BEGIN Page excerpt

She did refer me to a high risk OB for a consultation. It took me 3 months just to get in to see her, and even then, we didn't see the doctor. We saw her fellow. We asked questions and essentially she could only tell us that we had a 50/50 chance of carrying full term.
I left feeling completely conflicted. I researched online like a crazy woman but there were no answers.
No one could give me an answer, because no one knew how a pregnancy would play out for me.
We talked with the fertility doctor again and she got us an appointment to see the actual high risk doctor. We met with her and she didn't see any problems with moving ahead with fertility. She had delivered sextuplets, so this was no biggie to her. But the two doctors were giving me completely different opinions which sent me into a tailspin.
I was so confused. We went back and forth and back and forth... it was excruciating. We actually had an appointment with the fertility specialist to follow up after seeing the high risk OB and we were going to move ahead with an IUI that day, but I couldn't do it. It just didn't feel right.
I felt like I was having a nervous breakdown-- this is when the soul searching began. We prayed for direction-- all the time seeing friends and family adding to their families daily. The whole world seemed to be pregnant or holding a newborn. It was a painful stab in my heart every time I saw them because I was reminded of what we didn't have.

END Page excerpt
BEGIN Provided material

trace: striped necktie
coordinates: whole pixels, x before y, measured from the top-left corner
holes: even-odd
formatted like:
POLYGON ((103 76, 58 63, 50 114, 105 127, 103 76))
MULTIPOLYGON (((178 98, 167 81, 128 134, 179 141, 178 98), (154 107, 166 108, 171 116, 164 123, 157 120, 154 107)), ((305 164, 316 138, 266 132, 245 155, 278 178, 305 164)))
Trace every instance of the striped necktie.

END Provided material

* Prompt 1
From the fertility account, retype the part that opens with the words containing "She did refer" and closes with "into a tailspin.".
* Prompt 2
According to the fertility account, why did seeing friends and family who were pregnant or holding newborns hurt the writer?

* Written response 1
She did refer me to a high risk OB for a consultation. It took me 3 months just to get in to see her, and even then, we didn't see the doctor. We saw her fellow. We asked questions and essentially she could only tell us that we had a 50/50 chance of carrying full term.
I left feeling completely conflicted. I researched online like a crazy woman but there were no answers.
No one could give me an answer, because no one knew how a pregnancy would play out for me.
We talked with the fertility doctor again and she got us an appointment to see the actual high risk doctor. We met with her and she didn't see any problems with moving ahead with fertility. She had delivered sextuplets, so this was no biggie to her. But the two doctors were giving me completely different opinions which sent me into a tailspin.

* Written response 2
Each time the writer saw them, it was a reminder of what the writer and the writer's family didn't have. Meanwhile, friends and family seemed to be adding to their families daily.